Instructions to follow: Reproduce the rows below word for word, from the first line through the line that contains "[(224, 314), (267, 307)]". Leave the pictures out.
─── Data for processing
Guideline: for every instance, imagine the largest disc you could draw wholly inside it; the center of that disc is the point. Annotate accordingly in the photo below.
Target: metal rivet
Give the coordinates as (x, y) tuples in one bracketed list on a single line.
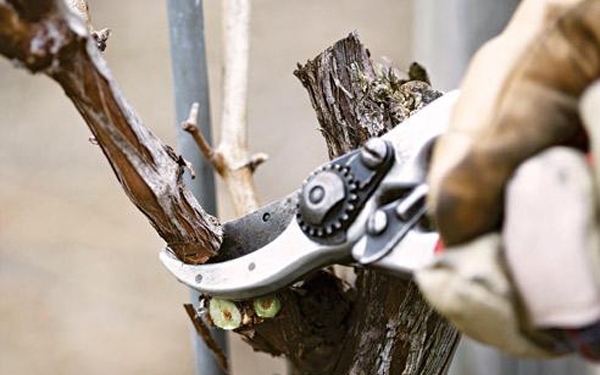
[(373, 153), (377, 223), (316, 194), (414, 200)]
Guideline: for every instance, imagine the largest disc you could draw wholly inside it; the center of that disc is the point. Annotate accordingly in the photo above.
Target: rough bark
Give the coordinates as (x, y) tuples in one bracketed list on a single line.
[(378, 326), (43, 36), (391, 330)]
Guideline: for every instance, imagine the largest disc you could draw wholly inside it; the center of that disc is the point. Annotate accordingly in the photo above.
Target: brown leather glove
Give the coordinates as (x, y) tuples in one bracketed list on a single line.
[(520, 96)]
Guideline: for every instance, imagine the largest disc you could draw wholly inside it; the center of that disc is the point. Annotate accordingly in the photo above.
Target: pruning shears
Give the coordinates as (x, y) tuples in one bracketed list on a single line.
[(366, 208)]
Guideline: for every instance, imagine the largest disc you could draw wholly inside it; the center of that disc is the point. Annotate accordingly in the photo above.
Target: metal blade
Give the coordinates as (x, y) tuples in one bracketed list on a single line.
[(279, 263), (255, 230)]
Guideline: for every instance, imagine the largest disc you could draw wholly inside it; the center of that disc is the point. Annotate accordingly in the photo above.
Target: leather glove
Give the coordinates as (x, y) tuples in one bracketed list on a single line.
[(520, 96)]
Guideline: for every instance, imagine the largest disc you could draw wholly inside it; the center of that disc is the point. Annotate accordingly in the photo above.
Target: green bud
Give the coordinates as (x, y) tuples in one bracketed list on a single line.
[(224, 314), (267, 307)]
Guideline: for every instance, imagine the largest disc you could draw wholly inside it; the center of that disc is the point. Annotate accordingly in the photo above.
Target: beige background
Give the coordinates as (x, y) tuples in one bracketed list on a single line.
[(81, 289)]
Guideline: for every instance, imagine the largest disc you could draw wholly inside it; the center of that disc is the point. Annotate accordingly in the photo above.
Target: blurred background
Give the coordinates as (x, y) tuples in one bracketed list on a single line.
[(81, 289)]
──────
Answer in full:
Guideline: for every instance, imagine the largest disc you could draw wholly inside it; the center of that disc is the point. Annotate accordingly in the photo below.
Target: metal rivet
Give the coordinates as (x, y) tuples in one bracketed list on a single line.
[(373, 153), (377, 223), (316, 194), (414, 200)]
Guideline: for every instance, imagine the largest disc you could draw wholly inside it; the center of that disc is the point. Annotate accordingly in the photo above.
Target: rough bark
Give the coordinates as (x, y) tuples in one bracketed list on a single line.
[(378, 326), (43, 36), (391, 330)]
Guideline: for every instance, imagine the largest disc you could draw wholly inside it; the center of that disc is the point. Annotate accordingly in the photo above.
Target: brown leather glove
Give the coordinates as (x, y) tuples in one bracketed list on a single line.
[(520, 96)]
Guideline: for every instance, imagine the largest disc you could draw wholly inside it; the center of that disc is the point. Annotate accordingly in the photo above.
Target: pruning shears
Give the coordinates as (x, y) tuples in one bracketed list on a single line.
[(366, 208)]
Guideline: for every instance, imagine the largest disc you could draw wholly inside it; the center of that disc is the point. Annotate accordingly in the photo above.
Target: metal blade
Give the coordinates as (x, y) tuples in one bracketed list on a single line.
[(279, 263), (255, 230)]
Guideline: for every instance, imagine the largest disc you could draw wholly inside it; the center of that disc is the point. Annotate accordingly in the photo above.
Target: leather glove
Give the coordinates as (x, y) tuples in one bracketed list on a single line.
[(520, 96)]
Guideline: for every instance, imagine the largest disc you could draw wholly inside it; the center of that disc is the point. Annotate accordingly in the photo above.
Target: green bud
Give the coordinates as (x, y) tuples in one bracketed list on a single line.
[(224, 314), (267, 307)]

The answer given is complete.